Problem statement: Please reproduce word for word the part of the text below on loading and checking a single audio phrase, starting at "# Gather file" and ending at "librosa.load(mix_path, sr=None, mono=True)".
** Begin Passage provided **
This step loads a single phrase from the dataset to confirm files are readable and aligned. It selects a phrase, loads the mix and stems at native sample rate, prints basic stats, checks duration consistency, and optionally plots quick waveforms. This sanity check prevents chasing downstream errors caused by misaligned audio.


In [None]:
# Step 2: Load one phrase and validate alignment

import os
import re
import numpy as np
import librosa
import soundfile as sf
import matplotlib.pyplot as plt

# Choose a phrase to inspect. You can override this with a specific ID like "gw_phrase03".
phrase_id = READY_PHRASES[0] if READY_PHRASES else None
assert phrase_id is not None, "No ready phrases found. Check Step 1 output."

print(f"[INFO] Inspecting phrase: {phrase_id}")

# Gather file paths for this phrase
mix_path = os.path.join(AUDIO_DIR, PHRASE_GROUPS[phrase_id]["mix"][0])
stem_pairs = PHRASE_GROUPS[phrase_id]["stems"]  # list of (part, filename)

# Load mix at native sample rate, mono for simplicity
y_mix, sr = librosa.load(mix_path, sr=None, mono=True)
dur_mix = len(y_mix) / sr

print(f"[INFO] Loaded mix: {os.path.basename(mix_path)}")
print(f"[INFO] Sample rate: {sr} Hz")
print(f"[INFO] Mix duration: {dur_mix:.3f} s")
print(f"[INFO] Found {len(stem_pairs)} stems:", [p for p, _ in stem_pairs])

# Load stems and track durations
stems_audio = {}
durations = {}

for part, fname in stem_pairs:
    path = os.path.join(AUDIO_DIR, fname)
    y, sr_stem = librosa.load(path, sr=sr, mono=True)  # force same sr as mix
    stems_audio[part] = y
    durations[part] = len(y) / sr
    if sr_stem != sr:
        print(f"[WARN] {fname} sample rate was {sr_stem} and was resampled to {sr}")
** End Passage provided **
** Begin Entries provided **
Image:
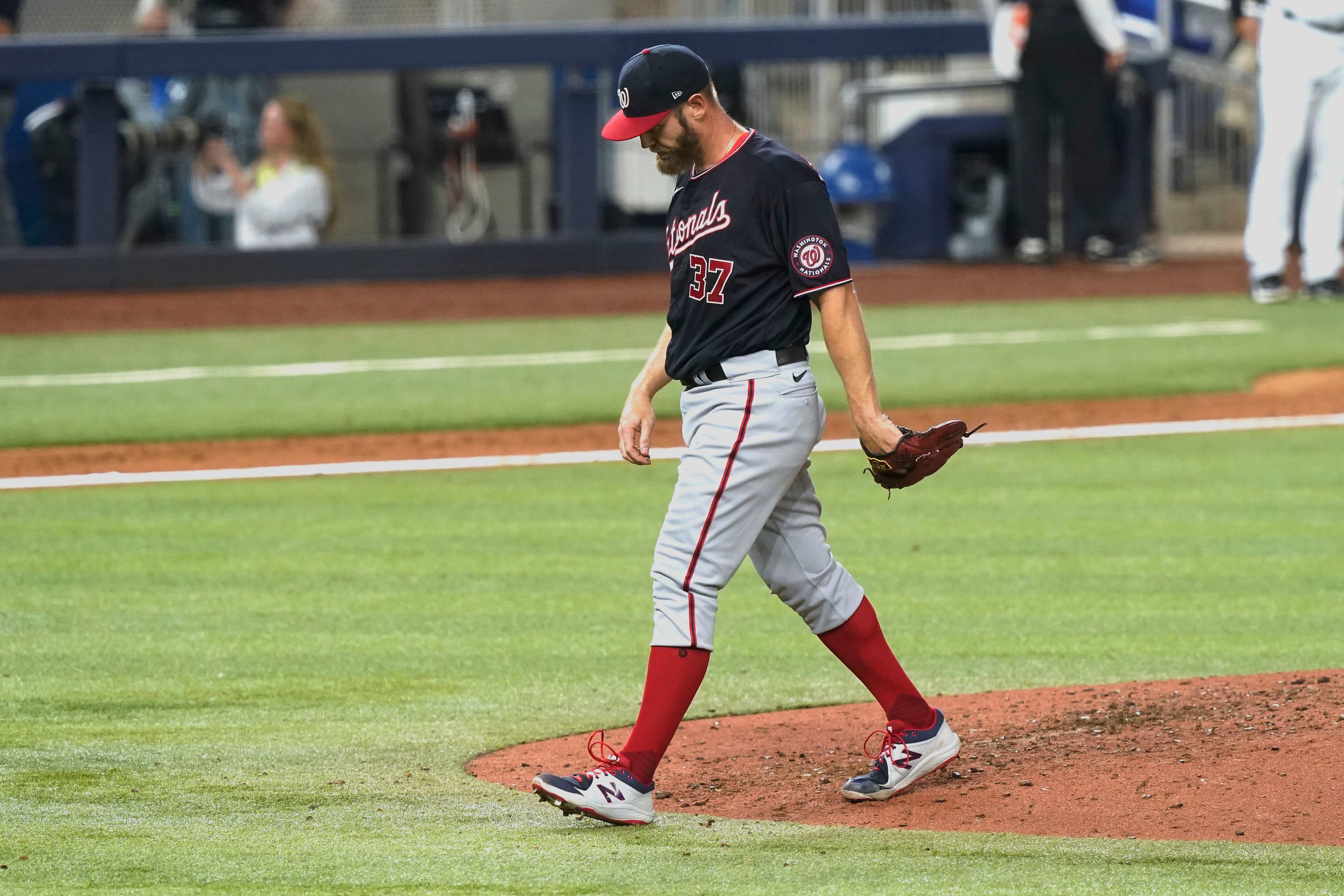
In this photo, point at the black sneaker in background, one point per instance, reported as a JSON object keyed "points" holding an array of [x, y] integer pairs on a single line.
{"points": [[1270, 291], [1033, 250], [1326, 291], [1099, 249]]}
** End Entries provided **
** Begin Entries provided **
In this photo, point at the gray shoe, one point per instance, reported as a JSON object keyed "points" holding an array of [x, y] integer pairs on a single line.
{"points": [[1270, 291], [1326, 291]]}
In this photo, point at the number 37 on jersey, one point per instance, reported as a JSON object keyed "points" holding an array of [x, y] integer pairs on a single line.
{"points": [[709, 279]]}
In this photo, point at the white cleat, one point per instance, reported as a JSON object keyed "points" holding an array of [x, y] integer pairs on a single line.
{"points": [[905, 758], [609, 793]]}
** End Entries provided **
** Begin Entries provided **
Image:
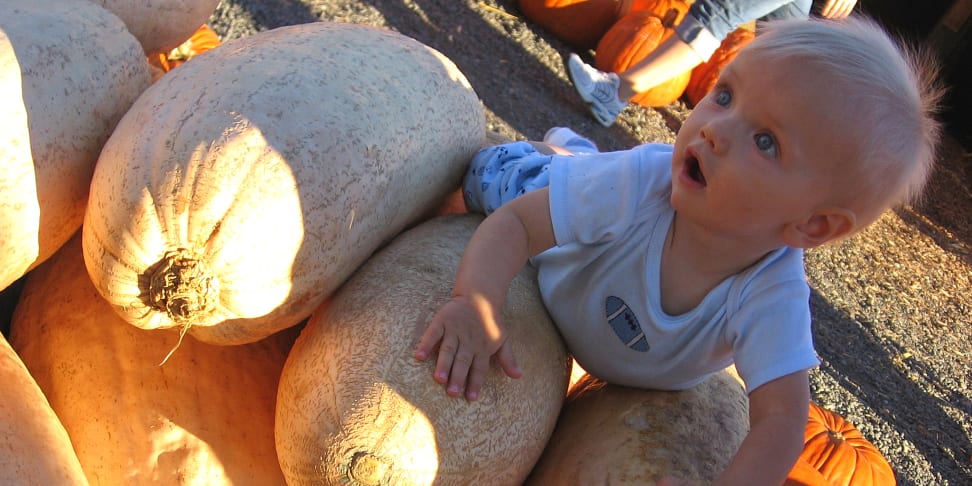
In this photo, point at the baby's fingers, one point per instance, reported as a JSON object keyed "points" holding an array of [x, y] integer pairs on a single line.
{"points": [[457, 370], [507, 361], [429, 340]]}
** End Entries provided **
Output below:
# Gather file paths for this phrase
mix_path = os.path.join(AUDIO_DIR, PHRASE_GROUPS[phrase_id]["mix"][0])
stem_pairs = PHRASE_GROUPS[phrase_id]["stems"]  # list of (part, filename)

# Load mix at native sample rate, mono for simplicity
y_mix, sr = librosa.load(mix_path, sr=None, mono=True)